(Location labeling material)

------------------------

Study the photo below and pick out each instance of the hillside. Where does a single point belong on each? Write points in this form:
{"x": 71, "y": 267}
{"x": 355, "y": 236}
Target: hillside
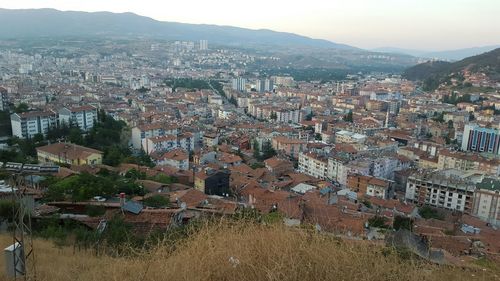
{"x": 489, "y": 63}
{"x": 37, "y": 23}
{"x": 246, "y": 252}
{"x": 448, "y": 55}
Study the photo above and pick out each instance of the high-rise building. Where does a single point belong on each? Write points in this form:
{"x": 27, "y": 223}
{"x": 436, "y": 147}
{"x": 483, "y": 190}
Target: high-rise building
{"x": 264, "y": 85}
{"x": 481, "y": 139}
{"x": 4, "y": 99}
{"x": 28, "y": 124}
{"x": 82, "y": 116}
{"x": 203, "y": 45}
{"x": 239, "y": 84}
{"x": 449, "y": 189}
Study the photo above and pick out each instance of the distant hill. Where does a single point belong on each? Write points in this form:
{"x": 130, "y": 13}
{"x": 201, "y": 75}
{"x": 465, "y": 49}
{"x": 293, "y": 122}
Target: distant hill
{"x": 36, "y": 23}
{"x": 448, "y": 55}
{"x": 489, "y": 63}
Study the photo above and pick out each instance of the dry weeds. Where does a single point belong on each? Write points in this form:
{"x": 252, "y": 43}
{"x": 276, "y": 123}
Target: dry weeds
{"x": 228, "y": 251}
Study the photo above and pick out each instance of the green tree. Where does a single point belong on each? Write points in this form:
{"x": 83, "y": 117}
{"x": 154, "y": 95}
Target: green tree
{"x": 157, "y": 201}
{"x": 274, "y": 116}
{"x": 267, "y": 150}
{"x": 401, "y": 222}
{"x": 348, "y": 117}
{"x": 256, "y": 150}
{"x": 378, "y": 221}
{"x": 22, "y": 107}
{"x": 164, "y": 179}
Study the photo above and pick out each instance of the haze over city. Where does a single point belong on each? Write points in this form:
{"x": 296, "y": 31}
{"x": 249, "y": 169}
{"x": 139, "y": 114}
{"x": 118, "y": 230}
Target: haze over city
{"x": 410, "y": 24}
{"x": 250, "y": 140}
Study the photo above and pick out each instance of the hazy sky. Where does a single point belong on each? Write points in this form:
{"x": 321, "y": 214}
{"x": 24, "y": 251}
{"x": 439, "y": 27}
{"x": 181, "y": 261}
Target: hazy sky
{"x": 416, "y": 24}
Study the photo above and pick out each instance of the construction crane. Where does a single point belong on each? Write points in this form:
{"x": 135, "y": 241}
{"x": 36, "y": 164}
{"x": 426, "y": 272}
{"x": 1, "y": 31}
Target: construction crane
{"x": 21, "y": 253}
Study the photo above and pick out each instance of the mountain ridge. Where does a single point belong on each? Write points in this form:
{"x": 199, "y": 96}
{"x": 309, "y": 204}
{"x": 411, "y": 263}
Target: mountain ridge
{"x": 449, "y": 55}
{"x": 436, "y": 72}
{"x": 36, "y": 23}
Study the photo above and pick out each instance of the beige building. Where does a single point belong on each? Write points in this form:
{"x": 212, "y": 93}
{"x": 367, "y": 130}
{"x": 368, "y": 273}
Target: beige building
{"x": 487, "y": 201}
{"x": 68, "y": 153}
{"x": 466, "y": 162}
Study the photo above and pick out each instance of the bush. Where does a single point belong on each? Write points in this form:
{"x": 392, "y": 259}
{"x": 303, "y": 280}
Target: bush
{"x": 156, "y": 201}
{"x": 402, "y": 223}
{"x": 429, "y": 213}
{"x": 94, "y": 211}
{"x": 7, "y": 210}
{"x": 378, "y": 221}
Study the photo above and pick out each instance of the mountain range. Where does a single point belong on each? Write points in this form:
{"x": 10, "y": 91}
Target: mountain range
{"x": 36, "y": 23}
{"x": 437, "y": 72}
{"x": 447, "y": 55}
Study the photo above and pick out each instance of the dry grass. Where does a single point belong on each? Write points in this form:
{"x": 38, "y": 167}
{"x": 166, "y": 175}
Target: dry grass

------------------------

Job — Present all of the material above as a Markdown table with the columns Row and Material line, one line per row and blank lines omitted. Leave the pictures out of the table.

Output below —
| Row | Material line |
|---|---|
| 1 | Study the photo below and pick out each instance of the hillside. Where does a single point belong on each? Write points in this form: |
| 2 | {"x": 71, "y": 267} |
| 3 | {"x": 355, "y": 236} |
| 4 | Target: hillside |
| 5 | {"x": 489, "y": 63} |
| 6 | {"x": 37, "y": 23} |
| 7 | {"x": 246, "y": 252} |
| 8 | {"x": 448, "y": 55} |
| 9 | Study the photo above and pick out each instance of the high-rise building. Where does a single point belong on each? Write points in this form: |
| 10 | {"x": 27, "y": 223} |
| 11 | {"x": 436, "y": 147} |
| 12 | {"x": 483, "y": 190} |
| 13 | Target: high-rise building |
| 14 | {"x": 264, "y": 85} |
| 15 | {"x": 481, "y": 139} |
| 16 | {"x": 4, "y": 99} |
| 17 | {"x": 28, "y": 124} |
| 18 | {"x": 82, "y": 116} |
| 19 | {"x": 203, "y": 45} |
| 20 | {"x": 239, "y": 84} |
| 21 | {"x": 449, "y": 189} |
| 22 | Study the photo above and pick out each instance of the distant hill. Where does a single point belong on each? Write points in this form: |
| 23 | {"x": 130, "y": 13} |
| 24 | {"x": 201, "y": 75} |
| 25 | {"x": 465, "y": 49} |
| 26 | {"x": 293, "y": 122} |
| 27 | Target: distant hill |
| 28 | {"x": 36, "y": 23} |
| 29 | {"x": 448, "y": 55} |
| 30 | {"x": 489, "y": 63} |
| 31 | Study the photo above and pick out each instance of the dry weeds. Where does a single point belong on each? Write points in this form: |
| 32 | {"x": 252, "y": 43} |
| 33 | {"x": 276, "y": 123} |
| 34 | Target: dry weeds |
| 35 | {"x": 228, "y": 251} |
| 36 | Study the photo above and pick out each instance of the green tree. Where does a single point belong on each? Write points in this form: |
| 37 | {"x": 83, "y": 117} |
| 38 | {"x": 154, "y": 95} |
| 39 | Target: green tree |
| 40 | {"x": 157, "y": 201} |
| 41 | {"x": 274, "y": 116} |
| 42 | {"x": 267, "y": 150} |
| 43 | {"x": 401, "y": 222} |
| 44 | {"x": 348, "y": 117} |
| 45 | {"x": 256, "y": 150} |
| 46 | {"x": 378, "y": 221} |
| 47 | {"x": 22, "y": 107} |
| 48 | {"x": 164, "y": 179} |
| 49 | Study the photo above and pick out each instance of the haze over city. Where does a single point belong on each? Write points in this form: |
| 50 | {"x": 296, "y": 31} |
| 51 | {"x": 249, "y": 169} |
| 52 | {"x": 139, "y": 114} |
| 53 | {"x": 118, "y": 230} |
| 54 | Target: haze over city |
| 55 | {"x": 410, "y": 24} |
| 56 | {"x": 250, "y": 140} |
| 57 | Study the photo above and pick out each instance of the hazy sky. Where does a single point belong on each? Write points in this form: |
| 58 | {"x": 321, "y": 214} |
| 59 | {"x": 24, "y": 251} |
| 60 | {"x": 439, "y": 27} |
| 61 | {"x": 181, "y": 261} |
| 62 | Target: hazy sky |
| 63 | {"x": 416, "y": 24} |
| 64 | Study the photo above and pick out each instance of the construction crane. Where does a single point belong on each? Write points in this form: |
| 65 | {"x": 135, "y": 241} |
| 66 | {"x": 36, "y": 164} |
| 67 | {"x": 426, "y": 272} |
| 68 | {"x": 1, "y": 31} |
| 69 | Target: construction crane |
| 70 | {"x": 21, "y": 253} |
| 71 | Study the photo above and pick out each instance of the mountain ridge. Where does a single point belong on each? Write points in this form: |
| 72 | {"x": 199, "y": 96} |
| 73 | {"x": 309, "y": 204} |
| 74 | {"x": 411, "y": 263} |
| 75 | Target: mountain ridge |
| 76 | {"x": 449, "y": 55} |
| 77 | {"x": 436, "y": 72} |
| 78 | {"x": 36, "y": 23} |
| 79 | Study the photo above and pick out each instance of the beige building. Where does a single point belong on each? Write points in this form: |
| 80 | {"x": 212, "y": 93} |
| 81 | {"x": 367, "y": 130} |
| 82 | {"x": 368, "y": 273} |
| 83 | Target: beige building |
| 84 | {"x": 487, "y": 201} |
| 85 | {"x": 68, "y": 153} |
| 86 | {"x": 466, "y": 162} |
| 87 | Study the photo above and pick out each instance of the bush. Where does a single point belong on each? Write points in this form: |
| 88 | {"x": 392, "y": 259} |
| 89 | {"x": 303, "y": 280} |
| 90 | Target: bush |
| 91 | {"x": 156, "y": 201} |
| 92 | {"x": 402, "y": 223} |
| 93 | {"x": 429, "y": 213} |
| 94 | {"x": 94, "y": 211} |
| 95 | {"x": 7, "y": 210} |
| 96 | {"x": 378, "y": 221} |
| 97 | Study the photo above and pick out each instance of the mountain range. Where does a single point belong on each? Write points in this form: |
| 98 | {"x": 10, "y": 91} |
| 99 | Target: mountain range |
| 100 | {"x": 36, "y": 23} |
| 101 | {"x": 437, "y": 72} |
| 102 | {"x": 447, "y": 55} |
| 103 | Study the photo above and pick out each instance of the dry grass. Where does a single point belong on each? Write points in this form: |
| 104 | {"x": 38, "y": 167} |
| 105 | {"x": 166, "y": 175} |
| 106 | Target: dry grass |